▶ _TASK TO CARRY OUT_: Render the lines below as a JSON list of strings, one string per line, omitting blank lines and leaving out the pictures.
-- START --
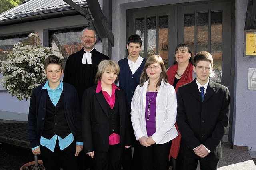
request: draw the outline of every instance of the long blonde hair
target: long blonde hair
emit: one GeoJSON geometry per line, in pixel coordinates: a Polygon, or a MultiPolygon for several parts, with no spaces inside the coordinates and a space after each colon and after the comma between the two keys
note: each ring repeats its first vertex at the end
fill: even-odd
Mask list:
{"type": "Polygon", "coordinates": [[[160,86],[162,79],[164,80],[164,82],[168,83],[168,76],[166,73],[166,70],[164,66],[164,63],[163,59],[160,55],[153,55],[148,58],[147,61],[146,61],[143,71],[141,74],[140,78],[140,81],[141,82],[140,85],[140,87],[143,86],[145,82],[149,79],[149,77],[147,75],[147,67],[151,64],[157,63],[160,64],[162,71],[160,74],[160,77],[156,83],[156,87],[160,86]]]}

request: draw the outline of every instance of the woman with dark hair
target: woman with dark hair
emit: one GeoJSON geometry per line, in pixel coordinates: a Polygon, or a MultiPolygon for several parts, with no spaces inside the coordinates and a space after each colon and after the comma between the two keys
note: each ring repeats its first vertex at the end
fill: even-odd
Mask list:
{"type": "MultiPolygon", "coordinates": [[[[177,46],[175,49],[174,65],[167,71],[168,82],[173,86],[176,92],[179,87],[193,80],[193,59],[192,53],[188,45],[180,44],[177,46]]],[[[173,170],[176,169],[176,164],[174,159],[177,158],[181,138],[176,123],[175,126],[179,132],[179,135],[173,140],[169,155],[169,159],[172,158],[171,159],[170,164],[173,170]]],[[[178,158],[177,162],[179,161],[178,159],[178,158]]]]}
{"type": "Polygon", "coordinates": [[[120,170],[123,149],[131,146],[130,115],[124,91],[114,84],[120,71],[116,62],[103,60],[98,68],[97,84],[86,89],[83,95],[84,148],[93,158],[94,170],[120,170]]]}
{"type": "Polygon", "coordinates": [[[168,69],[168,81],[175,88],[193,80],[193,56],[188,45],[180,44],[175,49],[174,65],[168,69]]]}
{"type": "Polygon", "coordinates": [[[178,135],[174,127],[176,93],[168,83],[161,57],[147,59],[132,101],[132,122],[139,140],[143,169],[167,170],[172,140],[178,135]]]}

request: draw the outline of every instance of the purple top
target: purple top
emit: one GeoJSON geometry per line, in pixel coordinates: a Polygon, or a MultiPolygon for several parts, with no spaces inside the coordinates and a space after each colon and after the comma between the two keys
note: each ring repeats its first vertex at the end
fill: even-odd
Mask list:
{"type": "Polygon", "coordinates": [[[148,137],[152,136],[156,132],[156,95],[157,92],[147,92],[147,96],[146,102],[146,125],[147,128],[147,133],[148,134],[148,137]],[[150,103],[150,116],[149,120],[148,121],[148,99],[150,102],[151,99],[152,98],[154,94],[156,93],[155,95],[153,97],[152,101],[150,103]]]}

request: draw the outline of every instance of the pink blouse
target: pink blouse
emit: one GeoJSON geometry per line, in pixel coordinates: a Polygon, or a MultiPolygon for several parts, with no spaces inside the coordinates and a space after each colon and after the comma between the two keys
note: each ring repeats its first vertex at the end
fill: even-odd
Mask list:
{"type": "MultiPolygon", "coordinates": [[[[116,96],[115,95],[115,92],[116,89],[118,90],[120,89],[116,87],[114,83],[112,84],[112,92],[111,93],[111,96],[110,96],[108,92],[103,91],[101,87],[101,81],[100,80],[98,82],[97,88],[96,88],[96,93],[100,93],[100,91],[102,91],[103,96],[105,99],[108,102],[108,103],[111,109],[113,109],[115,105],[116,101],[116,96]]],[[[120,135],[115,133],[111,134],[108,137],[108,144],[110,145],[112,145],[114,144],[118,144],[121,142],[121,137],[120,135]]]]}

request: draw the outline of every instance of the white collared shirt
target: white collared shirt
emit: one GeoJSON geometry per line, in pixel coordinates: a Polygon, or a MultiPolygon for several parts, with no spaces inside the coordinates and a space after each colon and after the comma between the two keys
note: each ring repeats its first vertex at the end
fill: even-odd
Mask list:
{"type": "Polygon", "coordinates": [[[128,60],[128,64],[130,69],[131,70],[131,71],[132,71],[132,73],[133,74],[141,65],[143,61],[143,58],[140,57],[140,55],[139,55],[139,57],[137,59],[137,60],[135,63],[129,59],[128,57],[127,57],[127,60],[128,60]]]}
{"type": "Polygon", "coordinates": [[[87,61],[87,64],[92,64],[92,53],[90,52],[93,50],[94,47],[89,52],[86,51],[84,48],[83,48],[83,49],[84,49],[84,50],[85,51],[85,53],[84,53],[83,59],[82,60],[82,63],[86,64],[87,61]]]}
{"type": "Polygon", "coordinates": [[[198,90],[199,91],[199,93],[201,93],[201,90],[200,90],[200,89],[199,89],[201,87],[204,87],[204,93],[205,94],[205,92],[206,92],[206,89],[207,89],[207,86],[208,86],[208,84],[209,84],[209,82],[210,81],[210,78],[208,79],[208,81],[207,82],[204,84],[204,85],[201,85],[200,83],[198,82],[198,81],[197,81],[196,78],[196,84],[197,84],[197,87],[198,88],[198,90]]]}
-- END --
▶ _TASK SOLUTION_:
[
  "request: draw the outline of every instance of the long blonde hair",
  "target: long blonde hair",
  "emit: one GeoJSON geometry per line, in pixel coordinates: a Polygon, or a MultiPolygon for several parts, with no spaces inside the coordinates and a space after each colon and after the comma between the two keys",
  "note: each ring repeats its first vertex at the end",
  "fill: even-odd",
  "Mask list:",
  "{\"type\": \"Polygon\", \"coordinates\": [[[160,86],[162,79],[164,80],[164,82],[168,83],[168,76],[166,73],[166,70],[164,66],[164,63],[163,59],[160,55],[153,55],[148,58],[147,61],[146,61],[143,71],[141,74],[140,78],[140,81],[141,82],[140,85],[140,87],[143,86],[145,82],[149,79],[149,77],[147,75],[147,67],[151,64],[157,63],[160,64],[162,71],[160,74],[160,77],[156,83],[156,87],[160,86]]]}",
  "request: draw the outline of every instance of the woman with dark hair",
  "target: woman with dark hair",
  "emit: one GeoJSON geometry per line, in pixel coordinates: a Polygon, or a MultiPolygon for several parts, with no spaces inside the coordinates and a space after each colon and after the comma between the two keys",
  "note: each ring repeats its first vertex at the end",
  "fill: even-odd",
  "Mask list:",
  "{\"type\": \"MultiPolygon\", \"coordinates\": [[[[177,46],[175,49],[174,65],[167,71],[168,82],[173,86],[176,92],[179,87],[193,80],[193,59],[192,53],[188,45],[180,44],[177,46]]],[[[173,170],[176,169],[176,164],[174,159],[177,158],[181,138],[176,123],[175,126],[179,132],[179,135],[173,140],[169,155],[169,159],[172,158],[171,159],[170,164],[173,170]]],[[[178,158],[177,162],[179,161],[178,159],[178,158]]]]}",
  "{\"type\": \"Polygon\", \"coordinates\": [[[120,170],[123,149],[131,146],[130,115],[124,91],[114,84],[120,71],[116,62],[103,60],[98,68],[97,84],[86,89],[83,95],[84,148],[93,158],[94,170],[120,170]]]}",
  "{\"type\": \"Polygon\", \"coordinates\": [[[168,69],[168,81],[175,88],[193,80],[193,56],[188,45],[180,44],[175,49],[174,65],[168,69]]]}",
  "{\"type\": \"Polygon\", \"coordinates\": [[[178,135],[174,127],[176,93],[168,83],[161,57],[147,59],[132,101],[132,122],[139,140],[143,169],[167,170],[172,140],[178,135]]]}",
  "request: draw the outline of every instance of the purple top",
  "target: purple top",
  "emit: one GeoJSON geometry per line, in pixel coordinates: a Polygon, or a MultiPolygon for several parts, with no spaces inside the coordinates and a space after each colon and after the comma between the two keys",
  "note: each ring repeats its first vertex at the end",
  "fill: even-odd",
  "Mask list:",
  "{\"type\": \"Polygon\", \"coordinates\": [[[148,137],[152,136],[156,132],[156,95],[157,92],[147,92],[147,96],[146,102],[146,125],[147,128],[147,133],[148,134],[148,137]],[[150,103],[150,116],[149,120],[148,121],[148,99],[150,102],[151,99],[152,98],[154,94],[156,93],[155,95],[153,97],[152,101],[150,103]]]}",
  "request: draw the outline of every instance of the pink blouse",
  "target: pink blouse",
  "emit: one GeoJSON geometry per line, in pixel coordinates: a Polygon, or a MultiPolygon for several parts, with no spaces inside the coordinates and a space after each colon and after the comma between the two keys",
  "note: each ring repeats its first vertex at the end",
  "fill: even-odd",
  "Mask list:",
  "{\"type\": \"MultiPolygon\", \"coordinates\": [[[[116,96],[115,95],[115,92],[116,89],[118,90],[120,89],[116,87],[114,83],[112,84],[112,92],[111,93],[111,96],[110,96],[108,92],[103,91],[101,87],[101,81],[100,80],[98,82],[97,88],[96,88],[96,93],[100,93],[100,91],[102,91],[103,96],[105,99],[108,102],[108,103],[111,109],[113,109],[115,105],[116,101],[116,96]]],[[[120,135],[115,133],[111,134],[108,137],[108,144],[110,145],[112,145],[114,144],[118,144],[121,142],[121,137],[120,135]]]]}",
  "request: draw the outline of every instance of the white collared shirt",
  "target: white collared shirt",
  "emit: one GeoJSON geometry per line, in pixel coordinates: a Polygon, or a MultiPolygon for several parts, with no spaces inside the coordinates and a space after each colon and after the comma between the two keys",
  "note: each ring repeats its first vertex at the end",
  "fill: even-odd",
  "Mask list:",
  "{\"type\": \"Polygon\", \"coordinates\": [[[128,60],[128,64],[130,69],[131,70],[131,71],[132,71],[132,73],[133,74],[141,65],[143,61],[143,58],[140,57],[140,55],[139,55],[139,57],[137,59],[137,60],[135,63],[129,59],[128,57],[127,57],[127,60],[128,60]]]}",
  "{\"type\": \"Polygon\", \"coordinates\": [[[87,61],[87,64],[92,64],[92,53],[90,52],[93,50],[94,47],[89,52],[86,51],[84,48],[83,48],[83,49],[84,49],[84,50],[85,51],[85,53],[84,53],[83,59],[82,60],[82,63],[86,64],[87,61]]]}",
  "{\"type\": \"Polygon\", \"coordinates\": [[[198,90],[199,91],[199,93],[201,93],[201,90],[200,90],[200,89],[199,89],[201,87],[204,87],[204,93],[205,94],[205,92],[206,92],[206,89],[207,89],[207,86],[208,86],[208,84],[209,84],[209,82],[210,81],[210,78],[208,79],[208,81],[207,82],[204,84],[204,85],[201,85],[200,83],[198,82],[198,81],[197,81],[196,78],[196,84],[197,84],[197,87],[198,88],[198,90]]]}"
]